**Extract provided:**
Google’s Cloud CEO hits back at A.I. competitors and says it’s the ‘first minute of a new game’ after ChatGPT disruption in newly leaked audio

Thomas Kurian, Google Cloud CEO, says the A.I. game is just beginning.
David Paul Morris/Bloomberg via Getty Images

The launch of ChatGPT a few months ago kicked off an artificial intelligence arms race among Big Tech companies. Microsoft has invested billions into Open A.I., the company that created ChatGPT, and plans to incorporate the technology into its Bing search engine. And the chatbot’s debut forced Google, which has been researching A.I. for years, to jump into the game and rush to market with its own A.I. product, Bard. 

After decades of search dominance, the rapid developments have left Google playing defense. The company asked its A.I. teams last month to “prioritize working on a response to ChatGPT.” And the urgency for Google to up its game made some staffers lash out about the “rushed” and “botched” announcement of its own chatbot now in beta testing.

**What you have to do:**
In the article on Google and ChatGPT, change "arms race" to "competition" and write out the passage starting at "Google’s Cloud CEO" and ending at "A.I. product, Bard.".

**Data:**

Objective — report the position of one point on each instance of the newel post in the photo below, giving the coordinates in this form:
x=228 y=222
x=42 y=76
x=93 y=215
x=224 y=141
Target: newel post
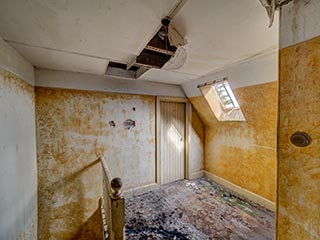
x=117 y=210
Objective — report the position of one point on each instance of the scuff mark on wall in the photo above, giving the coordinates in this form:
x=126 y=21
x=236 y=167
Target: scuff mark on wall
x=129 y=123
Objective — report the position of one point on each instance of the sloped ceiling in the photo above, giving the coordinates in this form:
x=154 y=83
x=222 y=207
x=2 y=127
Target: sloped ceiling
x=82 y=36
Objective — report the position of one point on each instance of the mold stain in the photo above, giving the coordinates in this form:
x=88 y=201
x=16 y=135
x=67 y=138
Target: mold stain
x=242 y=151
x=299 y=167
x=74 y=128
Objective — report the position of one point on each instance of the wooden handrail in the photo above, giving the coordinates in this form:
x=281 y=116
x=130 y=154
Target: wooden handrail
x=113 y=203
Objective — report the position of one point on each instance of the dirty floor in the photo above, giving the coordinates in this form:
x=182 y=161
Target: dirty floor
x=197 y=209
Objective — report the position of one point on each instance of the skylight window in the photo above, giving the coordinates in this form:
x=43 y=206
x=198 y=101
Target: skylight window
x=222 y=101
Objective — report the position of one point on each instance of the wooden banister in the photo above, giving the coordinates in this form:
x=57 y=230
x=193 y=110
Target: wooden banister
x=113 y=203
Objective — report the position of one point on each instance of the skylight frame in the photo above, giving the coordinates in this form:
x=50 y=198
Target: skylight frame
x=230 y=95
x=222 y=101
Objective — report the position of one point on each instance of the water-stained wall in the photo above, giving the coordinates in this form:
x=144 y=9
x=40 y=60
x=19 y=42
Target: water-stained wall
x=299 y=110
x=74 y=127
x=18 y=170
x=244 y=153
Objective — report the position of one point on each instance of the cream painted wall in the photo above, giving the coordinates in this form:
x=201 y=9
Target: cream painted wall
x=18 y=170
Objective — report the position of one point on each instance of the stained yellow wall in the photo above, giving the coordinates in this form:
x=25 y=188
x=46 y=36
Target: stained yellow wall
x=299 y=168
x=72 y=131
x=244 y=153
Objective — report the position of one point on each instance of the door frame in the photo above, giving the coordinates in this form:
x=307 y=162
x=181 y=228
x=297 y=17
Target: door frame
x=186 y=141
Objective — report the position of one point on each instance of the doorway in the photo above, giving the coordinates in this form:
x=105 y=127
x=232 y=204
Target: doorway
x=172 y=140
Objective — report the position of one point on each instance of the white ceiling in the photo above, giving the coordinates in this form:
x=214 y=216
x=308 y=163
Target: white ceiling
x=82 y=35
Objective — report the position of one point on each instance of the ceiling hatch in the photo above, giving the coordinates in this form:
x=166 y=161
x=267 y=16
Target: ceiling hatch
x=164 y=51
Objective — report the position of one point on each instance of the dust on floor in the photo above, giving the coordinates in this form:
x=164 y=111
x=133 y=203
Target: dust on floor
x=197 y=209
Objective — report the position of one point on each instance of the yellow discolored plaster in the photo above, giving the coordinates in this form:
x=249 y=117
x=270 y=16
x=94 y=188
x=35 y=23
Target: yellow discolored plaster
x=244 y=153
x=72 y=131
x=299 y=168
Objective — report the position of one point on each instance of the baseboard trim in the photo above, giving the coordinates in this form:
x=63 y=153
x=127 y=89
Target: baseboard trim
x=195 y=175
x=242 y=191
x=140 y=190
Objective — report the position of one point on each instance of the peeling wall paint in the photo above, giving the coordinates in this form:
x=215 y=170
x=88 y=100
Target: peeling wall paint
x=72 y=131
x=299 y=167
x=244 y=153
x=299 y=22
x=12 y=61
x=18 y=170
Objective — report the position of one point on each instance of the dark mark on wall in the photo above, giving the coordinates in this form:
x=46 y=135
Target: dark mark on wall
x=112 y=124
x=129 y=123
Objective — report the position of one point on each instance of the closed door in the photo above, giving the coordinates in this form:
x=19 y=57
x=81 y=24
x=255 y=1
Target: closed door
x=172 y=141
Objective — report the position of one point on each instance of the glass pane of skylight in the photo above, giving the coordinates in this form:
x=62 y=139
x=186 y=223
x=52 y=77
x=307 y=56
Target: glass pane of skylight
x=224 y=95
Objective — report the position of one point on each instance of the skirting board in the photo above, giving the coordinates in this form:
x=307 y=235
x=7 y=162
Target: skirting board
x=196 y=175
x=140 y=190
x=241 y=191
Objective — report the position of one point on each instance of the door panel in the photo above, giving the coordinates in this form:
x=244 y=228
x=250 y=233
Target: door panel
x=172 y=141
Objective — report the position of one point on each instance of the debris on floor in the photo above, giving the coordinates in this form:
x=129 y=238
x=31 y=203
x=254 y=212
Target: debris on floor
x=197 y=209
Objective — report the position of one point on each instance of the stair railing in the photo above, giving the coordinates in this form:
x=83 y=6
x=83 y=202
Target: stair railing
x=113 y=204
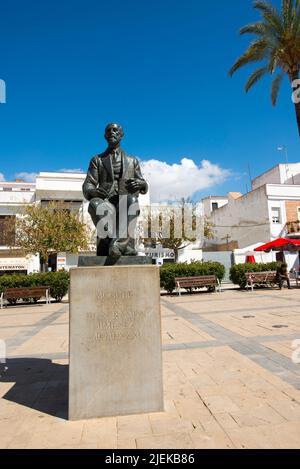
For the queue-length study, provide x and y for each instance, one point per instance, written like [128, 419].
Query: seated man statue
[113, 184]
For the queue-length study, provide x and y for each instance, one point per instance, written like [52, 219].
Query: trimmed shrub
[237, 272]
[58, 282]
[169, 272]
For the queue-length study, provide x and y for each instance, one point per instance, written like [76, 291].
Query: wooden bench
[208, 281]
[261, 278]
[15, 294]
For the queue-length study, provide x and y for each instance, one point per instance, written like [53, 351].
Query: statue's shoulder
[97, 159]
[131, 158]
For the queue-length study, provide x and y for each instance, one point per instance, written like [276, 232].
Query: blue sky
[160, 68]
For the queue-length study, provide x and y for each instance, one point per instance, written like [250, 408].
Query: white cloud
[175, 181]
[27, 177]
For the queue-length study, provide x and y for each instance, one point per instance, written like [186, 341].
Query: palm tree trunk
[296, 99]
[297, 107]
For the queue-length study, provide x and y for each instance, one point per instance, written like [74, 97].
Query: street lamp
[284, 148]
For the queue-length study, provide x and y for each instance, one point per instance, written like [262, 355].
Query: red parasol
[280, 244]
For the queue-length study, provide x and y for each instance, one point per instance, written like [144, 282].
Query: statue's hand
[102, 193]
[135, 185]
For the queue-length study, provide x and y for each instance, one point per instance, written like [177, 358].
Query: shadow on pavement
[39, 384]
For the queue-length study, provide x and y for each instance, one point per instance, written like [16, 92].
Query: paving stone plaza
[229, 377]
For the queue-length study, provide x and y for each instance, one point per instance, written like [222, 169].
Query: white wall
[272, 176]
[280, 174]
[245, 220]
[188, 255]
[241, 254]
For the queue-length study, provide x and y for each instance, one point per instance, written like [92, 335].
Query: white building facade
[49, 186]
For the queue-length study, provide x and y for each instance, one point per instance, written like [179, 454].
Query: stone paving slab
[229, 380]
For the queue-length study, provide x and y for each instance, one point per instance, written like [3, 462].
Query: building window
[276, 216]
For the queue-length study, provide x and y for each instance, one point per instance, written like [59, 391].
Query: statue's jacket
[101, 175]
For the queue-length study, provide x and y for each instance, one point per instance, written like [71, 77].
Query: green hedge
[168, 272]
[237, 272]
[57, 281]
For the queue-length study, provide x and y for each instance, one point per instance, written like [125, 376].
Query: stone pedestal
[115, 341]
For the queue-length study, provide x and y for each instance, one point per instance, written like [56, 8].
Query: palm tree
[276, 45]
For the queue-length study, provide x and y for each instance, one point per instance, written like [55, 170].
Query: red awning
[281, 244]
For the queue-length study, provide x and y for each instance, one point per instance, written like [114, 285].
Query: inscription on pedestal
[115, 341]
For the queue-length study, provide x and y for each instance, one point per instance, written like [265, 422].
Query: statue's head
[113, 134]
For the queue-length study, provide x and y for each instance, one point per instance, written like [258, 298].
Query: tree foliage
[50, 229]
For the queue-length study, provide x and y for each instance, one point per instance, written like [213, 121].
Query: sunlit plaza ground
[229, 378]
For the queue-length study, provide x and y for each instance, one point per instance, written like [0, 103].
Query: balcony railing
[292, 227]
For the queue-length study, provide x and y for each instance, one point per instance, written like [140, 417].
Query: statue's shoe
[115, 252]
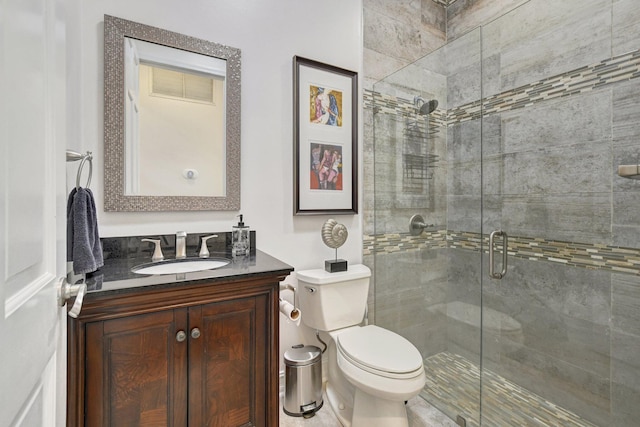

**Result of this task:**
Google’s Cloud CEO hits back at A.I. competitors and says it’s the ‘first minute of a new game’ after ChatGPT disruption in newly leaked audio

Thomas Kurian, Google Cloud CEO, says the A.I. game is just beginning.
David Paul Morris/Bloomberg via Getty Images

The launch of ChatGPT a few months ago kicked off an artificial intelligence competition among Big Tech companies. Microsoft has invested billions into Open A.I., the company that created ChatGPT, and plans to incorporate the technology into its Bing search engine. And the chatbot’s debut forced Google, which has been researching A.I. for years, to jump into the game and rush to market with its own A.I. product, Bard.